Natural-language object grounding data
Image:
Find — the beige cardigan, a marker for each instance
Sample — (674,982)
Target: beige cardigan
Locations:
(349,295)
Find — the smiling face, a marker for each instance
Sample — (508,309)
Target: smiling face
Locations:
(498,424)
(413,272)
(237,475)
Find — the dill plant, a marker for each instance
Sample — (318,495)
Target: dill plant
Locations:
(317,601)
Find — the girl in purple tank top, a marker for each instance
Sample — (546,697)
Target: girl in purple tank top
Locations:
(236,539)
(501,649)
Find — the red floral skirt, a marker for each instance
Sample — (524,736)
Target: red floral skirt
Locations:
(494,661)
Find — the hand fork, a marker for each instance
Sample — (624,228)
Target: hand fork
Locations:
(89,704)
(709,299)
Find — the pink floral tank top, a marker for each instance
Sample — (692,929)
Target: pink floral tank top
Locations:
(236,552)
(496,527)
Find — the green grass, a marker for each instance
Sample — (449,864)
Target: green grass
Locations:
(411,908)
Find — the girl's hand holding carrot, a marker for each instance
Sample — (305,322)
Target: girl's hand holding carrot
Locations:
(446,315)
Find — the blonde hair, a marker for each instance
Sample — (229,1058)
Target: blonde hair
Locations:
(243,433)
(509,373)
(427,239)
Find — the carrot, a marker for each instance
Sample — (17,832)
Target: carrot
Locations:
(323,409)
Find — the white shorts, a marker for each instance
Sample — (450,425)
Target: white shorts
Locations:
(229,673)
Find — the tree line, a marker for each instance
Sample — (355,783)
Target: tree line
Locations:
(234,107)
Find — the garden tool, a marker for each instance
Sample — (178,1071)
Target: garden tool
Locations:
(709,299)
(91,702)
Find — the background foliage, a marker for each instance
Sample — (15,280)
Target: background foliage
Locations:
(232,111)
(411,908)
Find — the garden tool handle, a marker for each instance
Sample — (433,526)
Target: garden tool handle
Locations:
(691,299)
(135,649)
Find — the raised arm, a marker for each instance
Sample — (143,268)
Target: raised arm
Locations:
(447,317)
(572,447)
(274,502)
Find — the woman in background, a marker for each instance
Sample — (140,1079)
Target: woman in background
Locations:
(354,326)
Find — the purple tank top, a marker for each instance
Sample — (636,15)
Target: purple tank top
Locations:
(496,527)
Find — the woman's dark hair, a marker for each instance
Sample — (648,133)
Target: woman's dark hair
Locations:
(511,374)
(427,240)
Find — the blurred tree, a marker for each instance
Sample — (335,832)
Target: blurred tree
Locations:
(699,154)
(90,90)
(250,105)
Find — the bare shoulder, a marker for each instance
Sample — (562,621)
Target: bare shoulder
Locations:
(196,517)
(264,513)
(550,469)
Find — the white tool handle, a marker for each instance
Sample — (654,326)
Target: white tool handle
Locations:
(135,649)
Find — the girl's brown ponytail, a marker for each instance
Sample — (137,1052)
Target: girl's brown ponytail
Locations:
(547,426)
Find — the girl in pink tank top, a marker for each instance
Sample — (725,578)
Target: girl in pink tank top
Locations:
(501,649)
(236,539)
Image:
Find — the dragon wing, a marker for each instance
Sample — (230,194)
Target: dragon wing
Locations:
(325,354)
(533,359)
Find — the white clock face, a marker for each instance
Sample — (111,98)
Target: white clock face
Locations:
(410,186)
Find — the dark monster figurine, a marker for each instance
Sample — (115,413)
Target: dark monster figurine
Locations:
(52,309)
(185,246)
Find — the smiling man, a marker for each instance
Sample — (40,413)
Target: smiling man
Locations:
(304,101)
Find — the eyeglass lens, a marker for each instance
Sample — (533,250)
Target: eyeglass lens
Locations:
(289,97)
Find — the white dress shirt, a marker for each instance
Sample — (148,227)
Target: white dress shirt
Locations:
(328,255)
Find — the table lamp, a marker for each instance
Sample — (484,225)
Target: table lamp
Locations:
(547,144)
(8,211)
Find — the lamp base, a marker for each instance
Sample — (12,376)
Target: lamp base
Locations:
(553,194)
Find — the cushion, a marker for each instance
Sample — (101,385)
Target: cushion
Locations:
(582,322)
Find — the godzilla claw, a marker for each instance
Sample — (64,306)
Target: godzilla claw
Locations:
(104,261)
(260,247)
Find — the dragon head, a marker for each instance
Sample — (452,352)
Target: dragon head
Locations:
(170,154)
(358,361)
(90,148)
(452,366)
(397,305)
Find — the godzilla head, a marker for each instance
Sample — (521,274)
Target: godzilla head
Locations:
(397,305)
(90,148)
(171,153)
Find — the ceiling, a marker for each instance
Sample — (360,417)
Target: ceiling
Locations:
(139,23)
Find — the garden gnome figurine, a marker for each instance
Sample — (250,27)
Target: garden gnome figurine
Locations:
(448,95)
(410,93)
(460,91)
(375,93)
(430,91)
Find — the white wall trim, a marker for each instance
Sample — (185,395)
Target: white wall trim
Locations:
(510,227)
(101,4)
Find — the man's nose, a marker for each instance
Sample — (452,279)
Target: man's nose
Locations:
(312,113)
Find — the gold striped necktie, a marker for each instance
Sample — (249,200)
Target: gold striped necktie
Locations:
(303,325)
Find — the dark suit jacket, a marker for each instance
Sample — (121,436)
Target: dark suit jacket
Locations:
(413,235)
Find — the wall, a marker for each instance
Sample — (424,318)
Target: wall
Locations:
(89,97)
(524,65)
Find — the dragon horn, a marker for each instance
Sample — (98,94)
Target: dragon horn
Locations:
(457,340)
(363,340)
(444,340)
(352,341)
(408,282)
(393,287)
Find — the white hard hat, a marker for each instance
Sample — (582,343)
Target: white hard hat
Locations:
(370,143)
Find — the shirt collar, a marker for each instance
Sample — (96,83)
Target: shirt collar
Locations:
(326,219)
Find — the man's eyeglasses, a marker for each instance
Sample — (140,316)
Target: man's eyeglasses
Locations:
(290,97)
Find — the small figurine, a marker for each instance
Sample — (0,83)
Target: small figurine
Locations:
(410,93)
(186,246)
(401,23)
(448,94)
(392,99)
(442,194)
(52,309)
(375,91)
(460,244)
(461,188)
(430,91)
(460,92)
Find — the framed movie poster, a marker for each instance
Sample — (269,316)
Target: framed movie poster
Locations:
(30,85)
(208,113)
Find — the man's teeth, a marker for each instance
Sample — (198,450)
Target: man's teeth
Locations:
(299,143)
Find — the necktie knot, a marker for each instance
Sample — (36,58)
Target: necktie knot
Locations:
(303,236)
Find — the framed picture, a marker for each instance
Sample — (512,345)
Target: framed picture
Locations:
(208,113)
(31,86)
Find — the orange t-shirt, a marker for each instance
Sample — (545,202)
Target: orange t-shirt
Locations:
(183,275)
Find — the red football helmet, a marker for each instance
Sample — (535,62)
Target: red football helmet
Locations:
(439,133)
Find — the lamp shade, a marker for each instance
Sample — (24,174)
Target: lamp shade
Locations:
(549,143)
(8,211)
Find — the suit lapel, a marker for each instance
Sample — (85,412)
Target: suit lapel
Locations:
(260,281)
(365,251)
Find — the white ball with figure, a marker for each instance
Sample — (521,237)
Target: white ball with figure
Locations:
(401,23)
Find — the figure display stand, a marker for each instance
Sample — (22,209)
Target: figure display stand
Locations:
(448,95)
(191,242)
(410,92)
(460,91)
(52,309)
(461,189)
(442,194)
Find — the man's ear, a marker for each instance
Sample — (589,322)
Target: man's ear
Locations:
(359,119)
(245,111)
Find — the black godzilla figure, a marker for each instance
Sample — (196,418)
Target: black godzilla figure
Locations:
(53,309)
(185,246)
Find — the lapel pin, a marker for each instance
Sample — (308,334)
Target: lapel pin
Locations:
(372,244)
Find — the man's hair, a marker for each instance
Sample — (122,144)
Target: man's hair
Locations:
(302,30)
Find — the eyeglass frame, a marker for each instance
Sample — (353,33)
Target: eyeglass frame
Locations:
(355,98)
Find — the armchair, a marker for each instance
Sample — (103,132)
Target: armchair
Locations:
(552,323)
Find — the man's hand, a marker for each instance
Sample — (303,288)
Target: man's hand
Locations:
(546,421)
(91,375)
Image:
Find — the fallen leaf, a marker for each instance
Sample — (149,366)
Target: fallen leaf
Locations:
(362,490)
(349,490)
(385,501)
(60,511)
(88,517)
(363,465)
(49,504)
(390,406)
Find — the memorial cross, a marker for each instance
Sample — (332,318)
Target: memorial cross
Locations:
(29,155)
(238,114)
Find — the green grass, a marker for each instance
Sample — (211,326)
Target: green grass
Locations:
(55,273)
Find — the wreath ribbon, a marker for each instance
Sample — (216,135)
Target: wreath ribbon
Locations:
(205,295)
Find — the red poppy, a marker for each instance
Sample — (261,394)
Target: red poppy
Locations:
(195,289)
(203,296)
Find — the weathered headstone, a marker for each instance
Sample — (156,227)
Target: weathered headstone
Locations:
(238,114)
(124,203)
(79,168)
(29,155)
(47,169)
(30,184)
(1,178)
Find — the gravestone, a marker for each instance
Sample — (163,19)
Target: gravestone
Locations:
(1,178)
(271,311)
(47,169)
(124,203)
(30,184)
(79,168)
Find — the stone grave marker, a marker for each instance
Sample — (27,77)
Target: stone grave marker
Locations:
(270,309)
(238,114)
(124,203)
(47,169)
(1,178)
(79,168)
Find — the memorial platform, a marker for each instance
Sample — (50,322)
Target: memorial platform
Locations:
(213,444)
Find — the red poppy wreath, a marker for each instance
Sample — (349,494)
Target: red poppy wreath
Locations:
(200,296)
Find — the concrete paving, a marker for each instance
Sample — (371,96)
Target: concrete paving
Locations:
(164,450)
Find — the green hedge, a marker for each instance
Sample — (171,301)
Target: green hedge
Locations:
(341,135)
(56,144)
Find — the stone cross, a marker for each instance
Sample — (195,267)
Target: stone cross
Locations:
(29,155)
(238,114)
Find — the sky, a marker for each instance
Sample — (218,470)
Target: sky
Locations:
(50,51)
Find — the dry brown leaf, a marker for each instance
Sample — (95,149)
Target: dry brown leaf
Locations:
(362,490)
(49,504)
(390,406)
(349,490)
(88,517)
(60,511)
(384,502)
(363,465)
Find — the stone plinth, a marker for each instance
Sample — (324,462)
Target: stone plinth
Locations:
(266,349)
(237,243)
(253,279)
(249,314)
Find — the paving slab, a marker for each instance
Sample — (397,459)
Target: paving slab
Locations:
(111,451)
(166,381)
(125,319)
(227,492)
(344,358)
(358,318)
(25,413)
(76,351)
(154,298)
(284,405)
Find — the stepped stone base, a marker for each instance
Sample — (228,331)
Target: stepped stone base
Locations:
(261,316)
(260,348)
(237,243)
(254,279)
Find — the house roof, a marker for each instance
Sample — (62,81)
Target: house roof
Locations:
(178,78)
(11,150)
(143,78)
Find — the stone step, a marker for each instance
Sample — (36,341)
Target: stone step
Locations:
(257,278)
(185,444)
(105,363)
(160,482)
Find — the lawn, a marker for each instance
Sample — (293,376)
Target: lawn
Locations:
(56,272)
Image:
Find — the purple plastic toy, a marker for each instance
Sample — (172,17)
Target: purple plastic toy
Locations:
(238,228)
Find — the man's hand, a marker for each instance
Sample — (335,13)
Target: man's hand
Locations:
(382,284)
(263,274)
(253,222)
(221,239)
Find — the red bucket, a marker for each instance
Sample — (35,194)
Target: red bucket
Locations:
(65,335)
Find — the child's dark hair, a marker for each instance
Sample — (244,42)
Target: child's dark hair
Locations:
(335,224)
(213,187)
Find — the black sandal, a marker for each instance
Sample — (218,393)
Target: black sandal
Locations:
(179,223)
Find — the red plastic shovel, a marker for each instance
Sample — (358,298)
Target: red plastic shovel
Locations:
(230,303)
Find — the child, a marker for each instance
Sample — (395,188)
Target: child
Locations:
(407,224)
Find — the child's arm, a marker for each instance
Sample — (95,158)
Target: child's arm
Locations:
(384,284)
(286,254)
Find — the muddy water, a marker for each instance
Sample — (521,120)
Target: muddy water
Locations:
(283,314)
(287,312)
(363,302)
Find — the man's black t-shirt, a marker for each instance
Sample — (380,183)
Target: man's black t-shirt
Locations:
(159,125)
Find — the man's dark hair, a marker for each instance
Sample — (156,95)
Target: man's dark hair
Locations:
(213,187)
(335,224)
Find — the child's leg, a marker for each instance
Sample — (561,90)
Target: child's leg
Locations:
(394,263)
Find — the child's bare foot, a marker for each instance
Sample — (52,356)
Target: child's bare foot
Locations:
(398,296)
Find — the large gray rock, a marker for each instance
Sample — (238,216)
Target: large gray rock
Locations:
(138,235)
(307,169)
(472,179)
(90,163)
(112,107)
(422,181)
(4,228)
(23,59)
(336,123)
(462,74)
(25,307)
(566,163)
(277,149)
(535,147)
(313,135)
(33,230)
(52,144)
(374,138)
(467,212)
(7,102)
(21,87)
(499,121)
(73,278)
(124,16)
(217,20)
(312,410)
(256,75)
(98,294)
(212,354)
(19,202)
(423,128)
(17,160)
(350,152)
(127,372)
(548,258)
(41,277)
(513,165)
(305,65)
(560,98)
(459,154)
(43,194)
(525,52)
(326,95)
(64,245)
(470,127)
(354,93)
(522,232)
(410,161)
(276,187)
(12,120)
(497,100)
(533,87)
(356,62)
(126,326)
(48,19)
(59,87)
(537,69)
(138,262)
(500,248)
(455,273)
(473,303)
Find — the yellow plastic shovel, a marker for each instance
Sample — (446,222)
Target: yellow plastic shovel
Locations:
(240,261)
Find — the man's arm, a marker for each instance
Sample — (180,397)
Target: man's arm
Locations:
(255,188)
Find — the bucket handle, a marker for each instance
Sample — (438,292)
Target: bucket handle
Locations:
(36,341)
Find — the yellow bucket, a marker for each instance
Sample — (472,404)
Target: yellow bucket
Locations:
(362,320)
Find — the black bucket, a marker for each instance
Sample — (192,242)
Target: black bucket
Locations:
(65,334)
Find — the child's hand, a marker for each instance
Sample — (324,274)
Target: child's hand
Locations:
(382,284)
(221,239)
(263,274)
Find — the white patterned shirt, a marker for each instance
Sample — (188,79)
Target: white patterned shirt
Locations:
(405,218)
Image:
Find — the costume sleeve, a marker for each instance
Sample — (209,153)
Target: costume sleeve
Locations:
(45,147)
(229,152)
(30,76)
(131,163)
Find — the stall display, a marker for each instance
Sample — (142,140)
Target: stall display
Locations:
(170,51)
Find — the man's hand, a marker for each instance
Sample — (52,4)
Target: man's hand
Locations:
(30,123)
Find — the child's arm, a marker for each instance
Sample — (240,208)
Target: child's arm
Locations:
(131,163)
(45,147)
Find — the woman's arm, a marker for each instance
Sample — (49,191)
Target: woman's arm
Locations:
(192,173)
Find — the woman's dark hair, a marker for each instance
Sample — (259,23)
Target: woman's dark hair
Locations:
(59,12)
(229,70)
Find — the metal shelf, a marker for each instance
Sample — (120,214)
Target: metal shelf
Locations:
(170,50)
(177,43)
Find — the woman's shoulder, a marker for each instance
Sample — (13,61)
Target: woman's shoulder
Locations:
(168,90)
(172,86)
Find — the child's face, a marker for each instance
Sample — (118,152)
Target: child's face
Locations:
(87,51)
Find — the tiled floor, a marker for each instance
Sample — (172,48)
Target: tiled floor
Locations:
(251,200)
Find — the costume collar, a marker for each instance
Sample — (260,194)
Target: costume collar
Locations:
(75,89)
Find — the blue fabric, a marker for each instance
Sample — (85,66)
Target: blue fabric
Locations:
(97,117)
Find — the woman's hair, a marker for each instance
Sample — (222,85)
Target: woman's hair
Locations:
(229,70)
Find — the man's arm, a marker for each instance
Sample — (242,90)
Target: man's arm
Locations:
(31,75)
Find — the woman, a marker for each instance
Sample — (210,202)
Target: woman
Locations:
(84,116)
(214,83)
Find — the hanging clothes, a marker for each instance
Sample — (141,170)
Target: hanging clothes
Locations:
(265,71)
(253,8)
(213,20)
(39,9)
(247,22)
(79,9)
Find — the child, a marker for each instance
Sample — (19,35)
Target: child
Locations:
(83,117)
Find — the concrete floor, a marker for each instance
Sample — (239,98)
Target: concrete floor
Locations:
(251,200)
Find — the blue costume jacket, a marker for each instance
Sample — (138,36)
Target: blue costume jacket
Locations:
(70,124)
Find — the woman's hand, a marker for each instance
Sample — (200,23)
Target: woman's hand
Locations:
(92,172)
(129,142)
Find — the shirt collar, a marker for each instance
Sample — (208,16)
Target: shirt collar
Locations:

**Work instruction:** Every line above that carries the string "hanging" should be copied.

**Answer section:**
Find — the hanging clothes, a marker for each instance
Target: hanging clothes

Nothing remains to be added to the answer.